┌────────
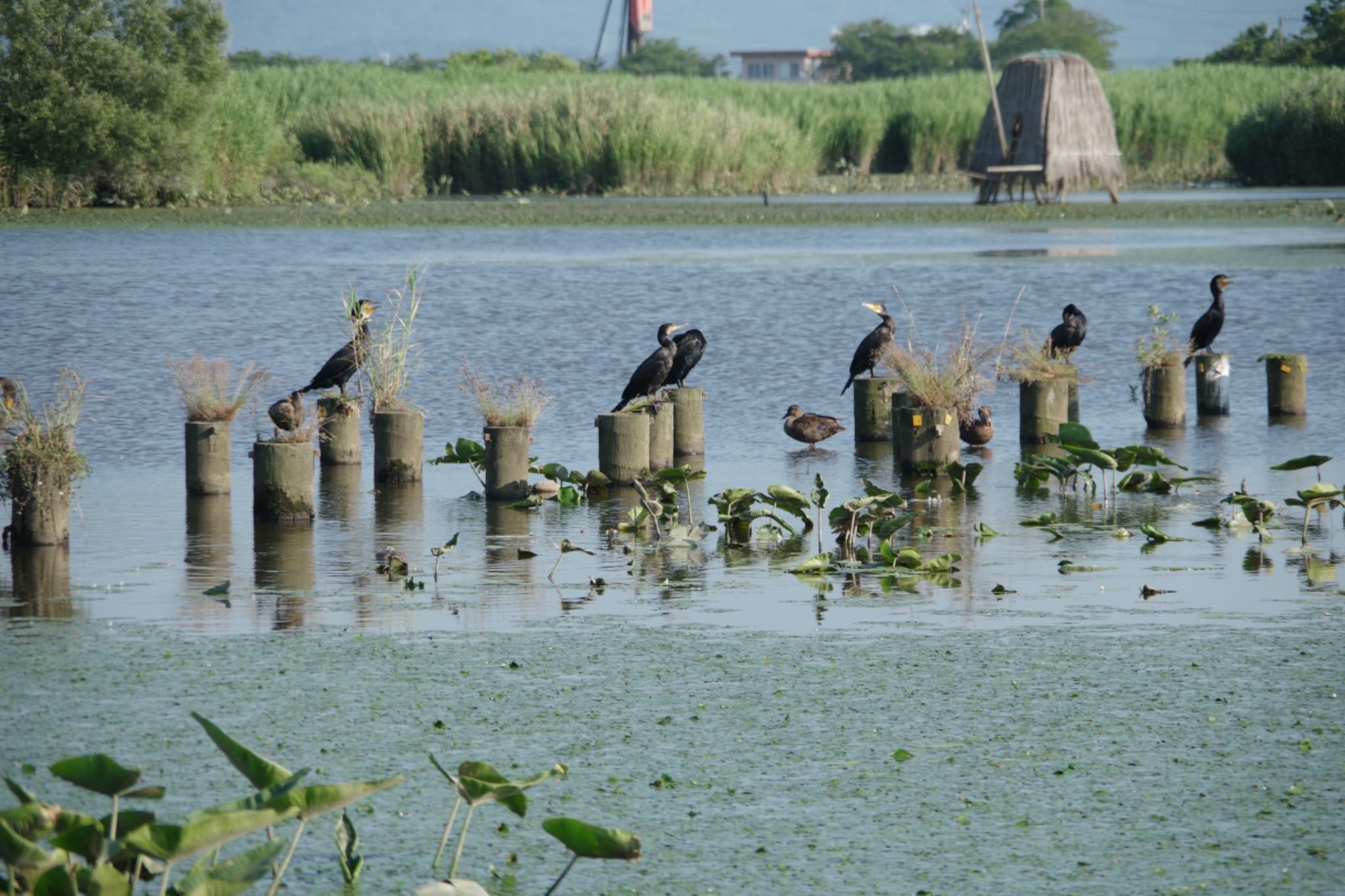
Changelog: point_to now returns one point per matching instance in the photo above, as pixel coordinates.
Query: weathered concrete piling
(399, 446)
(506, 461)
(208, 457)
(283, 481)
(873, 408)
(689, 421)
(1212, 385)
(1286, 385)
(662, 437)
(338, 431)
(1043, 406)
(623, 446)
(39, 505)
(926, 438)
(1165, 396)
└────────
• _REQUIRED WORK_
The records are to be duplicated in full and exactly, with images left out.

• _RESPONSE BOX_
Changelog: point_to now returns one point per matching instance in the photo above, as pixel coordinates.
Query: weathered concrete piling
(399, 446)
(506, 461)
(208, 457)
(283, 481)
(873, 408)
(689, 421)
(1212, 385)
(1286, 385)
(662, 437)
(338, 431)
(1043, 406)
(623, 446)
(39, 505)
(926, 438)
(1165, 396)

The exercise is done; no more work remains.